Segment Start: Records to process

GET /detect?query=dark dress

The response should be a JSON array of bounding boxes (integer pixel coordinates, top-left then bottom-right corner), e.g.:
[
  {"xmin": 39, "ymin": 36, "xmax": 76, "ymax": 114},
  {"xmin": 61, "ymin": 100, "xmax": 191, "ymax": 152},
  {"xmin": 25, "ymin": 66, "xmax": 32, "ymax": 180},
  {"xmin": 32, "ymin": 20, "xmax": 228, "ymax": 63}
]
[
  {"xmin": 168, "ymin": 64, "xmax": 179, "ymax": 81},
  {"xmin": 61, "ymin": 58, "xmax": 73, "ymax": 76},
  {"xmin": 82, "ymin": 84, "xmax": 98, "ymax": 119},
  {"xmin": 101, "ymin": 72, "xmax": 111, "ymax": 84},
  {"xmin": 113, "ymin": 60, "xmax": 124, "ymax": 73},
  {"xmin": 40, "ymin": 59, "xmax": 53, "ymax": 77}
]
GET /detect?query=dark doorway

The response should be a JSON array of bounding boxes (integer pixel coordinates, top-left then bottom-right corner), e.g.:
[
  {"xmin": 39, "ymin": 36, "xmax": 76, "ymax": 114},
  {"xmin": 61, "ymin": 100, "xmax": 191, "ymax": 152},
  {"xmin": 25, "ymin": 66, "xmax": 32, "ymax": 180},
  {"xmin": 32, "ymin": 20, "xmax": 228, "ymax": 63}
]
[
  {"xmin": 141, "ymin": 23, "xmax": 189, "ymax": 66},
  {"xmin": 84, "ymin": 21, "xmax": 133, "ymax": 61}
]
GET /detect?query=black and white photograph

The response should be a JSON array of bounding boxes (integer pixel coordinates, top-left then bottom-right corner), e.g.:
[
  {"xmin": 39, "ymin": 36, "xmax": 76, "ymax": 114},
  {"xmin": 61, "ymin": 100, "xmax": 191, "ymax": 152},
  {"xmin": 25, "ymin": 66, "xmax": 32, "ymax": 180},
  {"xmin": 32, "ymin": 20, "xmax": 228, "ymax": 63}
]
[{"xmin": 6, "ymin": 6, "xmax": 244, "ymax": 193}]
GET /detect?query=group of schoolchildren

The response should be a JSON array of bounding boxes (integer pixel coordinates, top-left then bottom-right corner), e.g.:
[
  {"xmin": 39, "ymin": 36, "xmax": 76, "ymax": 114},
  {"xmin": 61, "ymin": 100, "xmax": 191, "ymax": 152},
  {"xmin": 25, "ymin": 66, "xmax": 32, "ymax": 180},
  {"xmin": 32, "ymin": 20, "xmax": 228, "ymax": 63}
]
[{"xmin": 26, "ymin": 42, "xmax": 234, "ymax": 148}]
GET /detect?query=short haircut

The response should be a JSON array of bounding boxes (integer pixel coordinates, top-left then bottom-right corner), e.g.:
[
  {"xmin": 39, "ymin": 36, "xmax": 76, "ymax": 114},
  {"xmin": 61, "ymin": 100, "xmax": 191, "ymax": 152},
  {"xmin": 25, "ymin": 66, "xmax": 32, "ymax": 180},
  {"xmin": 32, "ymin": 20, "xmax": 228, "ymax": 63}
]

Segment End: Records to process
Segment Start: Records to process

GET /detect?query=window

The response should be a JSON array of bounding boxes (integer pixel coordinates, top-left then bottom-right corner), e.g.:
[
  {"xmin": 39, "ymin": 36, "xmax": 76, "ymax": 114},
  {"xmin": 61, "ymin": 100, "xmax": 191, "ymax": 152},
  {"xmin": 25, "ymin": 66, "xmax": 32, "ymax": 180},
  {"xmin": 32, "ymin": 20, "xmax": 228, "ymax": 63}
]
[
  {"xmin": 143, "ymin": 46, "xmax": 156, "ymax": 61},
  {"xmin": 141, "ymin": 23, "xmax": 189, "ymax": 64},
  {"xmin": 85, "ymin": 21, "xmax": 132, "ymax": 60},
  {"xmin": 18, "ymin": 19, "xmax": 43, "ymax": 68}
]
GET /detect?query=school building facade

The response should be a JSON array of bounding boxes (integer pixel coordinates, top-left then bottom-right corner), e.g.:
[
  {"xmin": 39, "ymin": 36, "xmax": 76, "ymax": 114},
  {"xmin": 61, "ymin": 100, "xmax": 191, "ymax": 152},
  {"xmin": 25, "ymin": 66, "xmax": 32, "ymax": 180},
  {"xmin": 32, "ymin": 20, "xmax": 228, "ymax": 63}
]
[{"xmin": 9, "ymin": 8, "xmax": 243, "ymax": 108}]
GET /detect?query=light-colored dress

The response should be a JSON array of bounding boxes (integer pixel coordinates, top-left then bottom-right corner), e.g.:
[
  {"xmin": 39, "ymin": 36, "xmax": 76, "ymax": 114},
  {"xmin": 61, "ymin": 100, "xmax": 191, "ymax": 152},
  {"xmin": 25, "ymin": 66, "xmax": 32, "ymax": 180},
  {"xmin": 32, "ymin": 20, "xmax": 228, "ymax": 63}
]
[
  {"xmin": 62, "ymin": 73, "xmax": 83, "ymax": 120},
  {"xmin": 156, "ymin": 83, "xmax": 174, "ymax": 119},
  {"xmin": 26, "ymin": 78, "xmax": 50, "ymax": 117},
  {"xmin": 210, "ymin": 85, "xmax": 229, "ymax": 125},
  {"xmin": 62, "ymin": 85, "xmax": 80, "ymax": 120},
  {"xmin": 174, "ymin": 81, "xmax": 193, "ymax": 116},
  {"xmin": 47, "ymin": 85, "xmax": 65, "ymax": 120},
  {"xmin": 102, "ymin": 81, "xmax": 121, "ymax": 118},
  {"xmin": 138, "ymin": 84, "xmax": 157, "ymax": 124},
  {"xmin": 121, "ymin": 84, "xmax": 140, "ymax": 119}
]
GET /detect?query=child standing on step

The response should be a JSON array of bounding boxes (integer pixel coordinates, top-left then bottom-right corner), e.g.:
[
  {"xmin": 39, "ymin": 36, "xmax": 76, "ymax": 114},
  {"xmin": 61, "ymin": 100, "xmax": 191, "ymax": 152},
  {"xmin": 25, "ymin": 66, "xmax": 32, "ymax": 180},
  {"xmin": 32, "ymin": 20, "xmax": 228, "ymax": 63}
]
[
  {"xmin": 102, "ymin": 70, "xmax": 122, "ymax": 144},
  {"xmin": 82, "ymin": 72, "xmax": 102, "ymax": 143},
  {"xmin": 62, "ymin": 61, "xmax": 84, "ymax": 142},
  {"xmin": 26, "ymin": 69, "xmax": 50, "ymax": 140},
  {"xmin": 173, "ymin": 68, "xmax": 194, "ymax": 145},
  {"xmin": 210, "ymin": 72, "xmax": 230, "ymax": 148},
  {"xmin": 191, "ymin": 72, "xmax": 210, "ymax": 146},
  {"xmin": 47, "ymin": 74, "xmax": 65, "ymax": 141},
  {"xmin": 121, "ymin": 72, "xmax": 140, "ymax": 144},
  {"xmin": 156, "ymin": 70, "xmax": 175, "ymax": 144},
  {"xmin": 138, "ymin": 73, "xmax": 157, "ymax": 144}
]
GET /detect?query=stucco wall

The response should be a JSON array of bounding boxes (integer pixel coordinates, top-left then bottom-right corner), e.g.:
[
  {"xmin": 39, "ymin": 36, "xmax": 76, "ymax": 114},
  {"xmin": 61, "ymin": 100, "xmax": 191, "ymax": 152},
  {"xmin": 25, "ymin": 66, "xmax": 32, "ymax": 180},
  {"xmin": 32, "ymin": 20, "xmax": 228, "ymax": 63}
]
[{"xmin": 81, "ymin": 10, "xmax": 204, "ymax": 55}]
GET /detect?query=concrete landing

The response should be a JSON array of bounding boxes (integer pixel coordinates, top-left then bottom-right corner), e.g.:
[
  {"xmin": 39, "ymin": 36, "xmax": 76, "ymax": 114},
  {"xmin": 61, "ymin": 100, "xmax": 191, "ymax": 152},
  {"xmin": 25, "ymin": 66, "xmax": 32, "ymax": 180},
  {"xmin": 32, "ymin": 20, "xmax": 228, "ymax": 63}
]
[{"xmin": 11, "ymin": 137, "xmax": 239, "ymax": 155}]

Segment End: Records to process
Segment Start: Records to process

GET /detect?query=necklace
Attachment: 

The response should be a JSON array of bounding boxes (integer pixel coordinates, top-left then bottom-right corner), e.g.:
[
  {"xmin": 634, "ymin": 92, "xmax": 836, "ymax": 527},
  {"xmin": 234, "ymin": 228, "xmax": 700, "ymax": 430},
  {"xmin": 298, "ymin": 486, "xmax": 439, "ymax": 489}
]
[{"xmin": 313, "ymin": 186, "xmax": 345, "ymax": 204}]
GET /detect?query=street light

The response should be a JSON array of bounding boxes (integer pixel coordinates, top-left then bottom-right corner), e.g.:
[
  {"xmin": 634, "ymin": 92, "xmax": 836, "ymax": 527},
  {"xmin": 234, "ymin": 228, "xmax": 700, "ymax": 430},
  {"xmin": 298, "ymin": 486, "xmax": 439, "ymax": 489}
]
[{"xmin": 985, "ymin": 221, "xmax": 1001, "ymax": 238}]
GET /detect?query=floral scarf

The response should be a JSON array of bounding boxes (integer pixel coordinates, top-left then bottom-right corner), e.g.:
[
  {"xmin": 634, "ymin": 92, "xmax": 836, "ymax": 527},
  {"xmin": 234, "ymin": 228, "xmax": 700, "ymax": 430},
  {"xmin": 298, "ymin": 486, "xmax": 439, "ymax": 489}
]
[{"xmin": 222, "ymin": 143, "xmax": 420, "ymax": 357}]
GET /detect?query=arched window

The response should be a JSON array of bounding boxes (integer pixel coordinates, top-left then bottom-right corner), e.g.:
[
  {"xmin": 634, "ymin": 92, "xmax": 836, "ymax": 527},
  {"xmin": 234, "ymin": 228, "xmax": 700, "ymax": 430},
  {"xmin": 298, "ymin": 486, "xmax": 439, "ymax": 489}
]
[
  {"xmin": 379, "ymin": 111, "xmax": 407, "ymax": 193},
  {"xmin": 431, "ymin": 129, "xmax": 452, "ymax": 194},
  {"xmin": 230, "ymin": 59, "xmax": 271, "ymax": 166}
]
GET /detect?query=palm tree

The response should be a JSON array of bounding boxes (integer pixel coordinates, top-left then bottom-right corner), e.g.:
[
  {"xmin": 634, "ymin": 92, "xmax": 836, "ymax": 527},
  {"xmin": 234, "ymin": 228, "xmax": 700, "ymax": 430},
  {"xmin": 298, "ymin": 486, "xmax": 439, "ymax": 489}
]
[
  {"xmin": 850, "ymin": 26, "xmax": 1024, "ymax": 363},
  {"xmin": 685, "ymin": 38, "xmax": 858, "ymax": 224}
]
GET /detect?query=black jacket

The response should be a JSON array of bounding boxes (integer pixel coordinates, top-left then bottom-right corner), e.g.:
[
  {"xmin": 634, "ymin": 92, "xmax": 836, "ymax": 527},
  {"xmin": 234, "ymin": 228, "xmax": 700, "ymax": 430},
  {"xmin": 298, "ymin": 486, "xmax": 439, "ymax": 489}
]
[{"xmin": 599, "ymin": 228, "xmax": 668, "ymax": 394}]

Segment End: Records to process

● **What this task involves**
Find each line in the records above that contains "window", and copy it.

● **Reply**
GET /detect?query=window
GET /detect?query=arched window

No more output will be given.